_Quoted passage_.
Sunday 20 May 2018

Reading between the lines

So what of the match-ups in today's All-Ireland final? Jamesie O'Connor runs the rule over the key battles that await us as the Déise and Tribesmen go to war

Galway's Jonathan Glynn in action. Photo: Piaras Ó Mídheach/Sportsfile
Galway's Jonathan Glynn in action. Photo: Piaras Ó Mídheach/Sportsfile

Brick Walsh, Kevin Moran, David Burke and Joe Canning. Many would consider it an injustice were any of those four to end their careers without the All-Ireland medal they crave - especially considering the service and leadership they've given to their counties.

But referencing the incredible odyssey that this summer has become for the Mayo footballers, Colm O'Rourke wrote last week that sometimes there is no justice in court, and often less on the sporting field.

(Named object pointing entries)
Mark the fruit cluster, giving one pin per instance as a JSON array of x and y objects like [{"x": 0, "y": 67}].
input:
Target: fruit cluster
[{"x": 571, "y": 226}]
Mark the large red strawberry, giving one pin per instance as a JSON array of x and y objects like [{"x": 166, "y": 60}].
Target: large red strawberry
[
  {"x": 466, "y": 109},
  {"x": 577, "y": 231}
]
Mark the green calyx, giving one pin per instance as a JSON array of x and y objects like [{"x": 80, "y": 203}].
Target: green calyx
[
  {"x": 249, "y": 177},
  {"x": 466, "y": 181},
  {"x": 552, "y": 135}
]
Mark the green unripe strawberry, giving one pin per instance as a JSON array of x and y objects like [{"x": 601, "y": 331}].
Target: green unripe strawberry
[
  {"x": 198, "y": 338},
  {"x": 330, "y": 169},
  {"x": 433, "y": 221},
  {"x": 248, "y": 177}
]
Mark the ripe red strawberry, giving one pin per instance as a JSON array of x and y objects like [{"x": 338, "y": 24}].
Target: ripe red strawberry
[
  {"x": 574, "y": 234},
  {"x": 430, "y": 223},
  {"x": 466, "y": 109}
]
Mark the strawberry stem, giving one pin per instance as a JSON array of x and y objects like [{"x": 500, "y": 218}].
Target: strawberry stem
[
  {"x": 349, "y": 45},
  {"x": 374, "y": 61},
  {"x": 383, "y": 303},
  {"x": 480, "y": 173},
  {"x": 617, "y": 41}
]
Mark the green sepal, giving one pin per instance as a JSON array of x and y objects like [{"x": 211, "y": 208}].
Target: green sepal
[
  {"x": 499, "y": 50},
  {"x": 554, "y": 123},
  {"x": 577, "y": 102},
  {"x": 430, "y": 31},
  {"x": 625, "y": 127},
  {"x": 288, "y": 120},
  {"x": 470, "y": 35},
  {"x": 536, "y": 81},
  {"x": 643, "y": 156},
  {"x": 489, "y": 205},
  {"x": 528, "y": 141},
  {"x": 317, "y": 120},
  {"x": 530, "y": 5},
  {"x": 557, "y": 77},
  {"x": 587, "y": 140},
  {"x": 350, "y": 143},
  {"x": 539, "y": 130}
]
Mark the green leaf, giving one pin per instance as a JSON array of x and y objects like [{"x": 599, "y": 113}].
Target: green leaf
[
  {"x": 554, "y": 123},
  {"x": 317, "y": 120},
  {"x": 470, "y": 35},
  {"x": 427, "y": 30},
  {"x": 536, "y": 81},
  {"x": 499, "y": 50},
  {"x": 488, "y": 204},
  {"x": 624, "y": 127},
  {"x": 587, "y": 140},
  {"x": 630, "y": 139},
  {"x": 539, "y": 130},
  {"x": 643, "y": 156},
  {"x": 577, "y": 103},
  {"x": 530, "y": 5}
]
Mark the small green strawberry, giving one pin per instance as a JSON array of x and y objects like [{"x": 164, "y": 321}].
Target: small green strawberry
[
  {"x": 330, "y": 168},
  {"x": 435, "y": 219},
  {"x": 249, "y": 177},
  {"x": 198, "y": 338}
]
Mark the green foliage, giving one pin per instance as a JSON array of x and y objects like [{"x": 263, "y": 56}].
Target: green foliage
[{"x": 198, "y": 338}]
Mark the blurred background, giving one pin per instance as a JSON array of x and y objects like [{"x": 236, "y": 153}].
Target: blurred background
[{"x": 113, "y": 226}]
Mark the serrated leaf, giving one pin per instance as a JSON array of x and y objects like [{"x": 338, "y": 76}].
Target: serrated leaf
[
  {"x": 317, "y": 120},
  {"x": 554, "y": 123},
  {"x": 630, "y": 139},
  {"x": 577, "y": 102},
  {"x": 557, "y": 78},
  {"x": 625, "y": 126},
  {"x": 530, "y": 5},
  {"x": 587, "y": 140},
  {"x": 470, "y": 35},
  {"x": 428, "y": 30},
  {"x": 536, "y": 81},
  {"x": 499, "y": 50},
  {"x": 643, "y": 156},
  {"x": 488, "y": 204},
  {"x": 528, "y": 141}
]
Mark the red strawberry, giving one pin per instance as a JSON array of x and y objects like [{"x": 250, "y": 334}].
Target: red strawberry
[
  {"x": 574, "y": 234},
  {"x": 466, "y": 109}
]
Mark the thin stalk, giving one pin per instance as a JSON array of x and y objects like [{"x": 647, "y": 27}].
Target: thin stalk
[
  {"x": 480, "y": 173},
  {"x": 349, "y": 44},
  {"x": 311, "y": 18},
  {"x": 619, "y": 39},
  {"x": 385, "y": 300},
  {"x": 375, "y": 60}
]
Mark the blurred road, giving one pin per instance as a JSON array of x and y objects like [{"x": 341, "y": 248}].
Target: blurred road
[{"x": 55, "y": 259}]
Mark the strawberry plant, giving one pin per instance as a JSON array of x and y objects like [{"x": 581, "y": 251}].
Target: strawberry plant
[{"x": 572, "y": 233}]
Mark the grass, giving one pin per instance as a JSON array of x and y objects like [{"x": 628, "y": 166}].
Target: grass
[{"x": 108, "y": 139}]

_Tasks to complete_.
a) Answer these questions using the All-Ireland final preview:
(i) Who runs the rule over the key battles in today's final?
(ii) Who is credited with the photo of Jonathan Glynn?
(iii) Who wrote that sometimes there is no justice in court?
b) Resume the All-Ireland final preview, picking up after its final sentence.

_Outputs for the tasks_.
a)
(i) Jamesie O'Connor
(ii) Piaras Ó Mídheach/Sportsfile
(iii) Colm O'Rourke

b)
The good news is that two of that quartet will realise a lifetime's ambition this afternoon. And Burke or Moran will have the added honour of captaining their side, of raising the holy grail over their head and declaring a famine officially over - be it either 29 or 58 years.

For the two of the quartet that lose, the wait will go on and possibly on and on and on, because in sport, there are no guarantees. That said, with the average age of both starting 15s identical, 25-and-a-half to be precise, these sides are in their prime so there will surely be other opportunities, especially for the Galway pair.

Waterford's Austin Gleeson will be one to watch. Photo: Brendan Moran/Sportsfile
Waterford's Austin Gleeson will be one to watch. Photo: Brendan Moran/Sportsfile

Even though he's been around for what feels like forever, Canning is still only 28, with Burke a year younger at 27. But having already lost a pair of finals in 2012 (after a replay) and 2015, there's pressure not to lose a third. That's something no one wants on their CV.

Moran, meanwhile, has turned 30, which makes Brick, at 34, very much the elder statesman. Their performances this summer have belied their age. They have been inspirational for Waterford.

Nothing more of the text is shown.